__Given task__: Copy out every record below with complete accuracy.

[Object position labeling entries]
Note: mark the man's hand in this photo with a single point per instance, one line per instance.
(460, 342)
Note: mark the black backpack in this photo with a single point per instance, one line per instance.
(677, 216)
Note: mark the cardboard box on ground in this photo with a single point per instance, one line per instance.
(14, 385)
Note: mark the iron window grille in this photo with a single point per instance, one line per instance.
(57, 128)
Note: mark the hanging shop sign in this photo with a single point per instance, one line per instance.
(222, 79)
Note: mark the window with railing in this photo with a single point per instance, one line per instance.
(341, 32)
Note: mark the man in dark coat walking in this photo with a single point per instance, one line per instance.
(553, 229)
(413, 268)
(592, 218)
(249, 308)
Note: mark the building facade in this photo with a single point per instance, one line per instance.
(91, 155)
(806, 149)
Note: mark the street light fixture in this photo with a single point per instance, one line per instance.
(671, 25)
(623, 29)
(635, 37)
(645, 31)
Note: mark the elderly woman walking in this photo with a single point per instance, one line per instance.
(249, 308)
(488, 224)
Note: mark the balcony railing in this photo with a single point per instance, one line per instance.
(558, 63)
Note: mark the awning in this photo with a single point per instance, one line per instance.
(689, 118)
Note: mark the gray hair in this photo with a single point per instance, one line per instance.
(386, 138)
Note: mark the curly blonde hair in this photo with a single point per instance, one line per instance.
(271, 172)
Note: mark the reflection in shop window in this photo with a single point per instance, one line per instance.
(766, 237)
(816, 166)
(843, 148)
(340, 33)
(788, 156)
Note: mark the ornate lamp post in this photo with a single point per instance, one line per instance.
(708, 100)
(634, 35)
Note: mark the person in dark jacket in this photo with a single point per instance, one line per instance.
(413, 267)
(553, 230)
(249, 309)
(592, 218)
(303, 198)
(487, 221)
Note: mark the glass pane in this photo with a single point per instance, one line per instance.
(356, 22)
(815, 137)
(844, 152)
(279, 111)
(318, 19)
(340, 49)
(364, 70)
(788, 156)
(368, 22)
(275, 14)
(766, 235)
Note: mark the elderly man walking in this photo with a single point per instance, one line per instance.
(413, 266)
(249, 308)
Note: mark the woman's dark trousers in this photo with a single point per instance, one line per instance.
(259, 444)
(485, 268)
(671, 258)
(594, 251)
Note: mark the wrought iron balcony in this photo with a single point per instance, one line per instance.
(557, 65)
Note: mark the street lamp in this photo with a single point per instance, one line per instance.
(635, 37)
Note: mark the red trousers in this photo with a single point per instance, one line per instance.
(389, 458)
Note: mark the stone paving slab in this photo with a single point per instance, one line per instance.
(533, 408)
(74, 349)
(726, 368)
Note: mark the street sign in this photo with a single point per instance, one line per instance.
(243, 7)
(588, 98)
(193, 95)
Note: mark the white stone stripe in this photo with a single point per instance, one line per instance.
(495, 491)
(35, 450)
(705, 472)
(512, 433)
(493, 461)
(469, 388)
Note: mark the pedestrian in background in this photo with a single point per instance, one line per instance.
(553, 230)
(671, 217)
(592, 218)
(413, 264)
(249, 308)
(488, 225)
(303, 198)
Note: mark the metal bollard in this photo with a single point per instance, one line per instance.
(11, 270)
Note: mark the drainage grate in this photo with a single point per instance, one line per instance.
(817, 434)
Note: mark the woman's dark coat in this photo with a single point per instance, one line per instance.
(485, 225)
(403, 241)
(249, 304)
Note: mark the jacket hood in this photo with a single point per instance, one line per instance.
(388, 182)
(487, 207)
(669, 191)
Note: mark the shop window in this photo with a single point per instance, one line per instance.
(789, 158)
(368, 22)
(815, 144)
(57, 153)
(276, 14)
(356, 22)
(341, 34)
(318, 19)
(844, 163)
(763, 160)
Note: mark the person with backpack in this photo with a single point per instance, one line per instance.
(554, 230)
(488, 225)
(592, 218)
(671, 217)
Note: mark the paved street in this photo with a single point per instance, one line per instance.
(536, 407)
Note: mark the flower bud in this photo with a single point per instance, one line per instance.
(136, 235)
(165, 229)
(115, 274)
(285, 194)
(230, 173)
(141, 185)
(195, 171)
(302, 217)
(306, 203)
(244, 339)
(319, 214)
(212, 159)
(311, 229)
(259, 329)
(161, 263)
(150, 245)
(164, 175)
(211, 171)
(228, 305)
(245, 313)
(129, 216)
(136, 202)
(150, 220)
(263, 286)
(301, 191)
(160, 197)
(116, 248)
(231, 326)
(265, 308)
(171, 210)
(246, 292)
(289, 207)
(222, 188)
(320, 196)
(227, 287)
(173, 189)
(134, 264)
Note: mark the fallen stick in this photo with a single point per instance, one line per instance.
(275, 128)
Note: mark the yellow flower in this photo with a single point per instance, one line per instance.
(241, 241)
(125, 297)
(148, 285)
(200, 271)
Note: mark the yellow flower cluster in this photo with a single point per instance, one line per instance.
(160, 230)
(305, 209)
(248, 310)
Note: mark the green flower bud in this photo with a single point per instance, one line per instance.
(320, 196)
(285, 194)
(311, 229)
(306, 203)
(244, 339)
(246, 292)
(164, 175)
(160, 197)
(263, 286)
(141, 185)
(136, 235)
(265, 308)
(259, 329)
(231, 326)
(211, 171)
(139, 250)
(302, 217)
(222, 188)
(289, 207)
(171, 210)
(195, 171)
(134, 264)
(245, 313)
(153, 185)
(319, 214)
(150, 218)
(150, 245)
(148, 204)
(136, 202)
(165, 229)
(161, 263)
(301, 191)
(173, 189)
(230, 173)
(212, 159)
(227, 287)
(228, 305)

__Exercise response__:
Note: mark the man's hand in this photo with a single point per instance, one line per instance.
(460, 342)
Note: mark the black backpack in this photo with a single point per instance, one line per instance.
(677, 216)
Note: mark the cardboard box on ground in this photo with a single point per instance, one line per instance.
(14, 385)
Note: mark the iron window grille in this photo with a single point per instance, one line per instance.
(57, 128)
Note: mark the hanging shop sign in this photo with a single point per instance, one line per instance.
(222, 79)
Note: mark the window with railing in this photo with a single point per instance, one line per instance.
(341, 32)
Note: mark the man in dark coat walking in this photo with a single point per instance, one line per instance.
(553, 229)
(413, 268)
(592, 218)
(249, 308)
Note: mark the building facade in this photo with a single point per instance, one line per instance.
(91, 155)
(806, 149)
Note: mark the street light fixture in this photo with a single point per instance, one line per instance.
(671, 25)
(623, 29)
(635, 37)
(645, 31)
Note: mark the elderly woman walking in this photo with a single point per instance, one line per instance.
(249, 308)
(488, 224)
Note: mark the balcony railing in this photo with a single point per instance, one line per instance.
(558, 63)
Note: mark the awning in this photo with a single point per instance, one line per instance.
(689, 118)
Note: mark the gray hair in this photo with a single point per instance, one line per instance.
(386, 138)
Note: mark the curly blonde hair in this photo with a single point per instance, one line per instance.
(271, 172)
Note: mark the reflection in shop window in this photo with a single point per instance, one line per instance.
(766, 237)
(816, 166)
(843, 148)
(340, 33)
(788, 156)
Note: mark the ornate lamp post in this photo with a single point per instance, one line per instance.
(708, 100)
(634, 35)
Note: mark the person in dark jacket in this photo with a single point per instance, one line per instance.
(413, 267)
(553, 230)
(249, 309)
(592, 218)
(303, 198)
(487, 221)
Note: mark the glass pane in this photo with a single point per instance, one line per instance.
(356, 22)
(815, 137)
(844, 152)
(279, 111)
(318, 19)
(340, 49)
(364, 70)
(788, 156)
(368, 22)
(275, 14)
(766, 235)
Note: mark the elderly man walking in this photo with a single point per instance, one line per instance.
(413, 266)
(249, 308)
Note: mark the woman's dark trousers in this photo with a single point per instance, one line per instance.
(259, 444)
(485, 268)
(671, 258)
(594, 251)
Note: mark the wrought iron balcony in this photo with a single point per instance, one line per instance.
(557, 65)
Note: mark the street lamp in this photo with a single point per instance, one line per instance.
(635, 37)
Note: mark the red trousers in this photo with a single point per instance, one line per instance.
(389, 458)
Note: mark the stone paving slab in this photo with a single point per instance, one line per instance.
(533, 408)
(74, 349)
(726, 368)
Note: mark the street sign in this photo with a single point per instance, one line per instance.
(243, 7)
(588, 98)
(193, 95)
Note: mark the white stone stripe in this photo with a single point per instance, one line per instance.
(495, 491)
(35, 450)
(705, 472)
(512, 433)
(493, 461)
(469, 388)
Note: mark the pedestrian in background in this photo with a single point per instance, one line per instance.
(553, 230)
(671, 217)
(592, 218)
(413, 264)
(249, 308)
(488, 225)
(303, 198)
Note: mark the metal bollard in this photo with a single point per instance, one line per instance.
(11, 270)
Note: mark the drainage grate in this photo with a single point per instance, one line per instance.
(817, 434)
Note: mark the woman's dark coat in this photo with a single point per instance, one line per instance.
(485, 225)
(403, 241)
(249, 304)
Note: mark the jacket hood in this photo with a single point per instance, one line per instance.
(388, 182)
(487, 207)
(669, 191)
Note: mark the shop window in this photo with a single point per instance, one line per instance.
(789, 158)
(368, 22)
(815, 144)
(57, 153)
(276, 14)
(356, 22)
(341, 34)
(318, 19)
(844, 163)
(763, 160)
Note: mark the person with backpack in this photo with a single point per instance, one line per instance.
(554, 230)
(488, 225)
(592, 218)
(671, 217)
Note: mark the paved street in this photo with a single point per instance, one line per instance.
(536, 407)
Note: mark the flower bud in this photo with a single point per instance, one line per instance.
(136, 235)
(165, 229)
(115, 274)
(285, 194)
(230, 173)
(141, 185)
(195, 171)
(302, 217)
(306, 203)
(244, 339)
(319, 214)
(212, 159)
(311, 229)
(259, 329)
(161, 263)
(150, 245)
(164, 175)
(211, 171)
(228, 305)
(245, 313)
(129, 216)
(136, 202)
(150, 220)
(263, 286)
(301, 191)
(160, 197)
(116, 248)
(231, 326)
(265, 308)
(171, 210)
(246, 292)
(289, 207)
(222, 188)
(320, 196)
(227, 287)
(173, 189)
(134, 264)
Note: mark the fallen stick in this photo with a single point per instance, one line per instance.
(275, 128)
Note: mark the yellow flower in this photo with a single point per instance, one line per instance.
(241, 241)
(125, 297)
(148, 285)
(200, 271)
Note: mark the yellow flower cluster in this photo with a single point per instance, one line per instance.
(160, 230)
(305, 209)
(248, 310)
Note: mark the green flower bud in this photo with a single point per instance, one line per instance.
(320, 196)
(285, 194)
(311, 229)
(306, 203)
(244, 339)
(246, 292)
(164, 175)
(160, 197)
(263, 286)
(141, 185)
(136, 235)
(265, 308)
(259, 329)
(231, 326)
(211, 171)
(139, 250)
(302, 217)
(222, 188)
(289, 207)
(171, 210)
(195, 171)
(134, 264)
(245, 313)
(153, 185)
(319, 214)
(150, 218)
(150, 245)
(148, 204)
(136, 202)
(165, 229)
(161, 263)
(301, 191)
(173, 189)
(230, 173)
(212, 159)
(227, 287)
(228, 305)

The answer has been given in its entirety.